> **Records excerpted from a collection**:
== == ==

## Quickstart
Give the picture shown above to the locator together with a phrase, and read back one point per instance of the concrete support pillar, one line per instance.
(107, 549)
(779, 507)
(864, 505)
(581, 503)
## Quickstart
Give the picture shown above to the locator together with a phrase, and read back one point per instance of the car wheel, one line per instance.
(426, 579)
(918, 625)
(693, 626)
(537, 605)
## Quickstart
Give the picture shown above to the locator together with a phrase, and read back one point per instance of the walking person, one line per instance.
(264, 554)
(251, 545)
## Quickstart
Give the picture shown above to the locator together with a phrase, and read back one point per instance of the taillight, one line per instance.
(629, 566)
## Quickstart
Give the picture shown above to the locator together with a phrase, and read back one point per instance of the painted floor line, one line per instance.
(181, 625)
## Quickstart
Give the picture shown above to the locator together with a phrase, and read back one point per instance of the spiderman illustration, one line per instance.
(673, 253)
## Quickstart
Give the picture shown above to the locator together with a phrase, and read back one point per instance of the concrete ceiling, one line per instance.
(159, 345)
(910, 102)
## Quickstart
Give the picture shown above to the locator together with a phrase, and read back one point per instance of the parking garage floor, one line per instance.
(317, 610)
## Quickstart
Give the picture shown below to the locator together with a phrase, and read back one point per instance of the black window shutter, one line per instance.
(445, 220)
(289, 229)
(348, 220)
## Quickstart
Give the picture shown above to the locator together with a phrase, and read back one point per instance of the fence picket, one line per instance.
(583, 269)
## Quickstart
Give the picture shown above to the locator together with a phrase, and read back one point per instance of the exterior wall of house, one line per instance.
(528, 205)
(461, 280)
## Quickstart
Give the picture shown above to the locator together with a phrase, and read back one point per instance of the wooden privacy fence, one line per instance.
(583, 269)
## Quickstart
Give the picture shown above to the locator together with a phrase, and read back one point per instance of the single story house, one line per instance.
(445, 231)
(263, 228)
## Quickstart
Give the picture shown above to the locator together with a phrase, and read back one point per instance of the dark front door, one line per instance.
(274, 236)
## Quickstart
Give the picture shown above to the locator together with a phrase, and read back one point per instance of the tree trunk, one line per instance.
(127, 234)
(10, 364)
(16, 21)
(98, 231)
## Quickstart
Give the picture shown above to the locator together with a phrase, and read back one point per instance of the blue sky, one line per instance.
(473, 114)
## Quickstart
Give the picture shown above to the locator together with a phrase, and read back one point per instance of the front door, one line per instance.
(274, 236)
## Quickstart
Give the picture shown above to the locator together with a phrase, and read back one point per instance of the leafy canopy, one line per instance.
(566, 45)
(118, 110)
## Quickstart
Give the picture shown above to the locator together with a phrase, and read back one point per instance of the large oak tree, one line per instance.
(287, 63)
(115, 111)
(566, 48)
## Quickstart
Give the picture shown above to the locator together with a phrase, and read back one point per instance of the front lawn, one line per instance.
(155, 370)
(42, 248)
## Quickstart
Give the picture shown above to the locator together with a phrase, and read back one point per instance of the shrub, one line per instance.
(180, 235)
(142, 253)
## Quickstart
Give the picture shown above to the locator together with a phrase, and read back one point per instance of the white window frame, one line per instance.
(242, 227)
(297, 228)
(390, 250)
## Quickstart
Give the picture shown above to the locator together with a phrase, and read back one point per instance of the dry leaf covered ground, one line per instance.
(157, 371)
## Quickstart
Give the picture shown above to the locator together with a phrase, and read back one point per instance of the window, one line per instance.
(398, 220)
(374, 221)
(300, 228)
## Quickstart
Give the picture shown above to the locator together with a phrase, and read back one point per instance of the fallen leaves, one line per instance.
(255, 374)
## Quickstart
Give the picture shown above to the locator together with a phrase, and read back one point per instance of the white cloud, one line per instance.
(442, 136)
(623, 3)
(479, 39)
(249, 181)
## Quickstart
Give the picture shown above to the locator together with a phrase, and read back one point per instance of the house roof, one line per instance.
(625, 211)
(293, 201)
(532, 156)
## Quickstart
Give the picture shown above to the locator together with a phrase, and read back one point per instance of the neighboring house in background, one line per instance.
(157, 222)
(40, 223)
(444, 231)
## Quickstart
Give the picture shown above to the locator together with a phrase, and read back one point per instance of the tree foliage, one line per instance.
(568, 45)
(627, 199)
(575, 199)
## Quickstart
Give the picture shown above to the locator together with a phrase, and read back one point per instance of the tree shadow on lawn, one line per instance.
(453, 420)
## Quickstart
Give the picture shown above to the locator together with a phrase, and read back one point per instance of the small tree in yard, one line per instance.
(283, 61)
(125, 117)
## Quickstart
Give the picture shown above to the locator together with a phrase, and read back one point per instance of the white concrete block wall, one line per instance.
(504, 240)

== == ==

> **GIVEN REQUEST**: Write out the material exactly as given.

> **FINAL RESULT**:
## Quickstart
Give the picture shown above to the locator together with a phrase, and read back one point per instance of the concrete support pillar, one line per instance.
(107, 549)
(779, 507)
(864, 505)
(581, 503)
## Quickstart
Give the picture shown above to the locator together with a phrase, and read back one point per instance of the car wheel, one line per instance.
(426, 579)
(918, 625)
(693, 626)
(537, 605)
## Quickstart
Give the picture shown above to the locator together with a phrase, and read back one point per instance of the walking person, one line per instance.
(264, 554)
(251, 545)
## Quickstart
Give the picture shown above to the locator together with a phrase, and read back one point per instance of the taillight, one line per instance.
(629, 566)
## Quickstart
Give the picture shown above to the locator together with a phrase, and read back one point per instance of the painted floor line, one line per instance.
(181, 625)
## Quickstart
Give the picture shown above to the locator together with a phrase, and read back one point per instance of the spiderman illustration, one line per instance.
(673, 253)
## Quickstart
Give the picture shown above to the locator together with a phrase, and read back one point per instance of the concrete ceiling, one line per instance.
(159, 345)
(910, 102)
## Quickstart
Give the picture shown above to the locator together with a phrase, and read back one point per instance of the parking garage floor, one line per instance.
(317, 610)
## Quickstart
Give the picture shown below to the locator together with a phrase, and read back one point per instance of the black window shutter, one line per instance.
(445, 220)
(289, 229)
(348, 220)
## Quickstart
Give the picture shown above to the locator together with a phrase, and read back one point per instance of the fence picket, one line per instance.
(583, 269)
## Quickstart
Give the picture shown above to the locator together with a phrase, and read back one point per instance of the exterior wall of house, one line per instance.
(528, 205)
(461, 280)
## Quickstart
Give the picture shown above to the locator together with a phrase, and read back one point per instance of the wooden privacy fence, one line per instance.
(583, 269)
## Quickstart
Give the picture shown above to the locator together with a phrase, and read back one point per instance of the single story house, one line per instance.
(445, 231)
(263, 228)
## Quickstart
Give the picture shown above to the locator together with a phrase, and read back one point per instance of the dark front door, one line per instance.
(274, 236)
## Quickstart
Give the picture shown above to the locator together with a phrase, and read back one point per instance of the tree trunk, one line per instance.
(127, 234)
(10, 364)
(16, 21)
(98, 231)
## Quickstart
Give the picture shown above to the locator together with a phrase, and read back one point per instance of the blue sky, one line per instance.
(473, 114)
## Quickstart
Give the picture shown above to the locator together with a phrase, and read back one point per instance of the front door, one line per instance.
(274, 236)
## Quickstart
Give the picture shown above to the locator together with a phrase, and read back one point per instance of the leafy canopy, one line per instance.
(566, 45)
(118, 110)
## Quickstart
Give the picture shown above to the locator together with a phrase, and read back one point per instance of the large oak tree, one line per instance.
(287, 63)
(115, 111)
(566, 48)
## Quickstart
Give the picture shown above to the locator together with a phrase, and read back one point per instance of the front lawn, one line per instance.
(155, 370)
(42, 248)
## Quickstart
Give the picture shown above to the locator together with a phrase, and read back one point per instance of the shrub, one line per instance.
(180, 235)
(142, 253)
## Quickstart
Give the picture shown above to the locator together with a phrase, and read back one point per instance of the white window frame, one line per instance.
(242, 227)
(297, 228)
(390, 250)
## Quickstart
Give the picture shown above to the locator together with a phrase, and read back one point per instance of the dry leaf covered ground, one line per instance.
(157, 371)
## Quickstart
Give the picture shown above to the locator together with a phrase, and read back one point per instance of the window, one line per instance.
(398, 220)
(374, 221)
(300, 228)
## Quickstart
Give the picture shown above to the locator together with a phrase, and read back one point per instance of the fallen leaves, one line per instance.
(255, 374)
## Quickstart
Give the picture shown above to the locator together with a phrase, and read back one point per instance of the white cloud, one line per instance.
(442, 136)
(623, 3)
(479, 39)
(249, 181)
## Quickstart
Give the picture shown above to the locator together with a phrase, and read back one point per instance of the house roof, one line per instance.
(625, 211)
(293, 201)
(532, 156)
## Quickstart
Give the picture shown above to the locator together with a phrase, and read back one point per instance of the neighboring house in background, one line per instance.
(157, 222)
(40, 223)
(444, 231)
## Quickstart
Give the picture shown above to the locator together with a phrase, and read back one point per instance of the tree foliage, one line per instance.
(568, 45)
(627, 199)
(575, 199)
## Quickstart
Give the picture shown above to the locator together with a phrase, and read back one point per instance of the tree shadow on lawn, one line per instance.
(453, 420)
## Quickstart
Give the picture shown above to the locator together with a phrase, and read back one point per instance of the small tree in yard, one line per instance.
(283, 61)
(125, 117)
## Quickstart
Give the picture shown above to the locator together with a phrase, and read back one point per instance of the white concrete block wall, one line per instance.
(504, 240)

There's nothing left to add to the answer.